# 15 Month Weimaraner x doberman needs temporary home



## Maryduhig (Apr 17, 2010)

My 15 month old Weimaraner cross doberman needs a home for up to 8 weeks, I have been made homeless and are not able to keep her where I will be staying untill I move into my new home, I am extremely attatched to her and will be devastated if I have to rehome her. She is a friendly, energetic dog that is massively affectionate, she is good with other dogs and cats. Although my financial situation is tight I would be able to provide some money even if it's just to cover food, I am situated in London, please help Mary.


----------



## hawksport (Dec 27, 2009)

Where are you?


----------



## Maryduhig (Apr 17, 2010)

Should of added that, I'm in london


----------



## hawksport (Dec 27, 2009)

Shame i'm all kitted up for a puppy that wont be here for ages yet.


----------



## hawksport (Dec 27, 2009)

Pm'd you but I don't know if new members can recieve them. Did you get it?


----------



## Guest (Apr 17, 2010)

I'm in Chichester which will be a hour and a half drive roughly, if you could arrange transport or meet half way I would more than happily look after your dog. I'm a dog walker/boarder and have various dogs come to stay with me. I have a couch potato greyhound and a terrier. It is probably too far for you, but worth a shot x


----------

- Problems and tasks:
#1 According to the forum thread, for how long does the owner need a temporary home for the dog?
#2 Return the passage of the forum thread from "My 15 month" up to and including "Where are you?".
The items that follow aren't needed for any of this work.

- Dataset extract:

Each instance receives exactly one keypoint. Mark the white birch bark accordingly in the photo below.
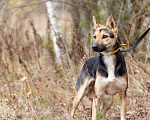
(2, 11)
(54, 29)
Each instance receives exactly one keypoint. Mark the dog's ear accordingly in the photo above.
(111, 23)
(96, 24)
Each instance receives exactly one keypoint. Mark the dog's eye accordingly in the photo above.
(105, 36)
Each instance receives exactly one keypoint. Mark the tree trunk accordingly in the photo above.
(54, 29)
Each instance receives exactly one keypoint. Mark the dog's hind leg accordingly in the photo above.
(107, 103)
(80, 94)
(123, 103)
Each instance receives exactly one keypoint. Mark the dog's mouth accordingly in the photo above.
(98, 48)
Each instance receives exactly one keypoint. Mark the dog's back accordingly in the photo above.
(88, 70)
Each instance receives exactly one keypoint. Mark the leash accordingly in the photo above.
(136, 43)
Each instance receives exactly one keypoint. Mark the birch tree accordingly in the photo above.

--

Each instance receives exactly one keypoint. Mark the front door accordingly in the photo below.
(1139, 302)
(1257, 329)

- Exercise responses:
#1 Up to 8 weeks.

#2
My 15 month old Weimaraner cross doberman needs a home for up to 8 weeks, I have been made homeless and are not able to keep her where I will be staying untill I move into my new home, I am extremely attatched to her and will be devastated if I have to rehome her. She is a friendly, energetic dog that is massively affectionate, she is good with other dogs and cats. Although my financial situation is tight I would be able to provide some money even if it's just to cover food, I am situated in London, please help Mary.


----------



## hawksport (Dec 27, 2009)

Where are you?